## Problème posé A
Veuillez reproduire le passage de l'extrait fourni qui va de « L'ENTRETIEN que le » jusqu'à « l'enseignement de l'Église. » inclus.
## Problème posé B
D'après l'extrait fourni, dans quelle revue le père Garrigues a-t-il accordé son entretien au père Spadaro ?

## Extrait fourni
· · · ·

“Cœur tendre et esprit mou.” Réponse au père Garrigues sur les divorcés remariés

Le philosophe répond au dominicain qui tend à justifier “dans certains cas” l’accès à la communion des divorcés-remariés. À la source de la difficulté, un problème de méthode dans la manière plus psychologique que morale, dont est comprise l'articulation entre la vérité et la miséricorde ainsi qu’entre la doctrine et la pastorale. « On ne peut pas lire saint Thomas et la doctrine de saint Jean-Paul II avec un schème légaliste considérant la loi comme un idéal que l'homme ne peut qu'exceptionnellement atteindre. »

L'ENTRETIEN que le père Garrigues a accordé au père Spadaro dans la prestigieuse revue jésuite La Civiltà Cattolica a eu un retentissement international. Le père Garrigues est un théologien renommé, qui a notamment était collaborateur de son ami le cardinal Schönborn pour la rédaction du Catéchisme de l'Église catholique. Dans cet entretien consacré au synode sur la famille, le père Garrigues, après des analyses fort pertinentes sur la nécessaire gradualité dans l'accompagnement pastoral, conclut en faisant des propositions, elles, directement opposées à l'enseignement de l'Église.

· · · ·

## Matériel extrait
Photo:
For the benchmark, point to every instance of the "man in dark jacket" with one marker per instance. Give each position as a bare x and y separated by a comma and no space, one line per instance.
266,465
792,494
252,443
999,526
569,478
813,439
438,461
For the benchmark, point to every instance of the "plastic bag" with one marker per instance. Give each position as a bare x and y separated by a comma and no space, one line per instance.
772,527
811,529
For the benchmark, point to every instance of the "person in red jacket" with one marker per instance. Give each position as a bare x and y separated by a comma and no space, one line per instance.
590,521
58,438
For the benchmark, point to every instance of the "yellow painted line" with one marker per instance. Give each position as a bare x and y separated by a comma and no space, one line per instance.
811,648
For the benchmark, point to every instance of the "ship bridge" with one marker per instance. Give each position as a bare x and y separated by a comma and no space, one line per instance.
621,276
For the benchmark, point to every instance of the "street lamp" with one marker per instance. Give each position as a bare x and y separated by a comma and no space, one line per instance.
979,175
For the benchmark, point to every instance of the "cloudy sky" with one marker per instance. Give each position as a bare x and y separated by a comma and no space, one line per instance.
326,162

· · · ·

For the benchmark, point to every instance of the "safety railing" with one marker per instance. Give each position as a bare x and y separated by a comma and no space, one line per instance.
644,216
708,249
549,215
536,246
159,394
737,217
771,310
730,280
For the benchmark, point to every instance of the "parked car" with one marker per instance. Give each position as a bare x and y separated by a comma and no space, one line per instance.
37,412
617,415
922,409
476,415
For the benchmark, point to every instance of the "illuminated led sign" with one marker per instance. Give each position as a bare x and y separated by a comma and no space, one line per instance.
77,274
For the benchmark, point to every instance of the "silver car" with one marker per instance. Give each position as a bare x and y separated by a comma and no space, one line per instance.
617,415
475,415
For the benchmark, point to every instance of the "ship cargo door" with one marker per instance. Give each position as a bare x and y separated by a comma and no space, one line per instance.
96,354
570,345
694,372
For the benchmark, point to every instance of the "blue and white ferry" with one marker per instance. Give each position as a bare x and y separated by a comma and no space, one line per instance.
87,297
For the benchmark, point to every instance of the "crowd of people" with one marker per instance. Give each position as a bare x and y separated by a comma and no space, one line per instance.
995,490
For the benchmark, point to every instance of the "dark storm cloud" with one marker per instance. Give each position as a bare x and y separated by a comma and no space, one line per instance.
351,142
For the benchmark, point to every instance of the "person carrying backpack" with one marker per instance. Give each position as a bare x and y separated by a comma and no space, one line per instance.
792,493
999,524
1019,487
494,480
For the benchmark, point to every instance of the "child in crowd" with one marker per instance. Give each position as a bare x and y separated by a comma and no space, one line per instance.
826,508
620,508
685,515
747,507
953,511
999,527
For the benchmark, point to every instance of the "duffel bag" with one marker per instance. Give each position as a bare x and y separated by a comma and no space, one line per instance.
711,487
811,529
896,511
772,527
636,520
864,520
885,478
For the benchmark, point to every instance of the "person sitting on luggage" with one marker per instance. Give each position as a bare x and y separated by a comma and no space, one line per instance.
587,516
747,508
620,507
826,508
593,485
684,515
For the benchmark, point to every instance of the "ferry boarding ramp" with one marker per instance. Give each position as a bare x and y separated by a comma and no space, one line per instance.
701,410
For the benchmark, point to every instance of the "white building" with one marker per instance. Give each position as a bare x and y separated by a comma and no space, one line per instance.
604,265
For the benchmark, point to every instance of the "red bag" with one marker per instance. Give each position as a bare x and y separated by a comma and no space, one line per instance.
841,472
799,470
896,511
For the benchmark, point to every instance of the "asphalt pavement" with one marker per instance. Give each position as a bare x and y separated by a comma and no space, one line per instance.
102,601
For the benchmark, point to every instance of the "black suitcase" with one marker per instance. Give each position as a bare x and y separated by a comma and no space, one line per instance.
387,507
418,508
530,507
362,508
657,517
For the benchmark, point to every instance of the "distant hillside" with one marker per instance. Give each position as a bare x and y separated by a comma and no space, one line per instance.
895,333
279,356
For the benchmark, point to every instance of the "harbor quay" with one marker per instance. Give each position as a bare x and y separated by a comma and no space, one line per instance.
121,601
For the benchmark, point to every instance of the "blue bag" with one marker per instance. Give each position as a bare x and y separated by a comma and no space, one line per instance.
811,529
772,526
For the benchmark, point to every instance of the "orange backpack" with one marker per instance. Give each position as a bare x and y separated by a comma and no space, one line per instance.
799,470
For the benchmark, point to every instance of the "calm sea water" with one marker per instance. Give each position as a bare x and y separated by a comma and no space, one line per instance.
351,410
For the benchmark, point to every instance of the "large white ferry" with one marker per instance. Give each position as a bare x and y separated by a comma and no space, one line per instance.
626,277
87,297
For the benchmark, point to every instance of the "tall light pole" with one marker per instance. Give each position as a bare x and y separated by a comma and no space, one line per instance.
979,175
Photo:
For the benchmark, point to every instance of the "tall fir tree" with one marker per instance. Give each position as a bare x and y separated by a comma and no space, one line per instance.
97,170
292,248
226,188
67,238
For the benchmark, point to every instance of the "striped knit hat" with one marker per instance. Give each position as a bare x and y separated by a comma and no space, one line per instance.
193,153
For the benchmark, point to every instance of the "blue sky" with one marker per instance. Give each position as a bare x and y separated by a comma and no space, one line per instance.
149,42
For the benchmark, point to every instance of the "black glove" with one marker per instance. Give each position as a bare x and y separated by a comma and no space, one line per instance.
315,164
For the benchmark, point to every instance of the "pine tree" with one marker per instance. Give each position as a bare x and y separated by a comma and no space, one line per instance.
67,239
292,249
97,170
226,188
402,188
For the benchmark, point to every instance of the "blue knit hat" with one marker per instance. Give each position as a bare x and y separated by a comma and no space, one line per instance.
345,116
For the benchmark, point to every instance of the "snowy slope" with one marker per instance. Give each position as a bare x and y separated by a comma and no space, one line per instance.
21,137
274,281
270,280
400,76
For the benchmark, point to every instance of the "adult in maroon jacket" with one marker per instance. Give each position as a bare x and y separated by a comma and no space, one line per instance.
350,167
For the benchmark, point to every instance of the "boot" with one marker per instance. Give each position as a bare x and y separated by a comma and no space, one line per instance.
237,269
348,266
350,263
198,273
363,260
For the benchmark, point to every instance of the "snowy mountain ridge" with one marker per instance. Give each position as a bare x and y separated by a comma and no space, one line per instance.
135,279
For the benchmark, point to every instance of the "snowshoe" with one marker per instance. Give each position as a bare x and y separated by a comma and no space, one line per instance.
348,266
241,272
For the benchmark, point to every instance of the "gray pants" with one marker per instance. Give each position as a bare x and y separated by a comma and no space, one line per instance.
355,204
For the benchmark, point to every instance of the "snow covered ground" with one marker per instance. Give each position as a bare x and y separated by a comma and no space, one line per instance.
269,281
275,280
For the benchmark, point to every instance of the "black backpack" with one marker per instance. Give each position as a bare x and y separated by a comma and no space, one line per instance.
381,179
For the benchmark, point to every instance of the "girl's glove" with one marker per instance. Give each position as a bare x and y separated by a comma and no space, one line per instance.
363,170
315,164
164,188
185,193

· · · ·

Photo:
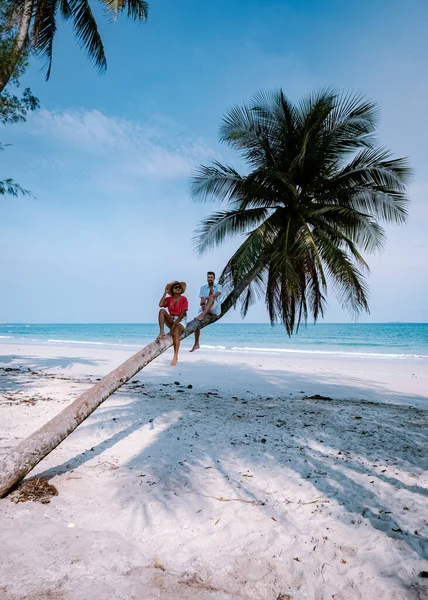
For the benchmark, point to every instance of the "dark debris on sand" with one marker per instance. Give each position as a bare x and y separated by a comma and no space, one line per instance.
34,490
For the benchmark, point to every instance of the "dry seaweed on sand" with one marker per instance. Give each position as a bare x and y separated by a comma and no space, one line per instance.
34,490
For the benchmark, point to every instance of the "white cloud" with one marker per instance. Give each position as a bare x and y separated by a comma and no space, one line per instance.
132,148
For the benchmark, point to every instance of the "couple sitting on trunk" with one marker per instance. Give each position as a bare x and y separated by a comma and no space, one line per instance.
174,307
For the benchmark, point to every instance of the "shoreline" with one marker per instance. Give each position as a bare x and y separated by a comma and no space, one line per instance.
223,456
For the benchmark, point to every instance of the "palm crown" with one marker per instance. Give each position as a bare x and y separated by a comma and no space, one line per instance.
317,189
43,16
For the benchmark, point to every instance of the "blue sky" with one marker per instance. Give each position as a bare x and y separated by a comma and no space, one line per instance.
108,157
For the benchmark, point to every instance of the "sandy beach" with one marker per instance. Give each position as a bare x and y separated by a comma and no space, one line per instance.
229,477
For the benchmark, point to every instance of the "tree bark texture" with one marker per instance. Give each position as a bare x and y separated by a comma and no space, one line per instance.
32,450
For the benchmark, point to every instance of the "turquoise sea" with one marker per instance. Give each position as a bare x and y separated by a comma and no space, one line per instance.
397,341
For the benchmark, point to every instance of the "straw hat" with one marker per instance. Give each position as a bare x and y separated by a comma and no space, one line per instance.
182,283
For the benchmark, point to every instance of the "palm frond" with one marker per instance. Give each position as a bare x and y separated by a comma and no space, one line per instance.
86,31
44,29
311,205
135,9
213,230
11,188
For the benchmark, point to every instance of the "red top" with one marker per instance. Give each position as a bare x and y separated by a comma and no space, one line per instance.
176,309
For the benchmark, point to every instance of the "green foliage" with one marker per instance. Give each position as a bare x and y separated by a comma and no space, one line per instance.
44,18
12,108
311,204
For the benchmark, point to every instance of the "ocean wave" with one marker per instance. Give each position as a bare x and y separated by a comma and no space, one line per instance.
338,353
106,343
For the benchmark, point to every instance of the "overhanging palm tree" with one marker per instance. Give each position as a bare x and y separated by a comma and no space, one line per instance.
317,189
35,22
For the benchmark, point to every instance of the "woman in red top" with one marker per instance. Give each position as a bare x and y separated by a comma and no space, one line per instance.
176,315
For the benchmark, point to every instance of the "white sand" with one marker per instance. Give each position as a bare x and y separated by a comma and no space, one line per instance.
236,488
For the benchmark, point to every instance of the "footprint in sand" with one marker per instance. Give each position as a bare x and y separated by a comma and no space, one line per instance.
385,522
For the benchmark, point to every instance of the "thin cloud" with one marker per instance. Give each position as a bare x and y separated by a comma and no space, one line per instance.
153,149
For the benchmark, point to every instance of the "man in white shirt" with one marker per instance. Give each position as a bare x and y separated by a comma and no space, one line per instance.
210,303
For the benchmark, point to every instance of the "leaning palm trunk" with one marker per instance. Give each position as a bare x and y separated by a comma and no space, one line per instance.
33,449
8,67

· · · ·

## Résultat correct A
L'ENTRETIEN que le père Garrigues a accordé au père Spadaro dans la prestigieuse revue jésuite La Civiltà Cattolica a eu un retentissement international. Le père Garrigues est un théologien renommé, qui a notamment était collaborateur de son ami le cardinal Schönborn pour la rédaction du Catéchisme de l'Église catholique. Dans cet entretien consacré au synode sur la famille, le père Garrigues, après des analyses fort pertinentes sur la nécessaire gradualité dans l'accompagnement pastoral, conclut en faisant des propositions, elles, directement opposées à l'enseignement de l'Église.

## Résultat correct B
Dans la revue jésuite La Civiltà Cattolica.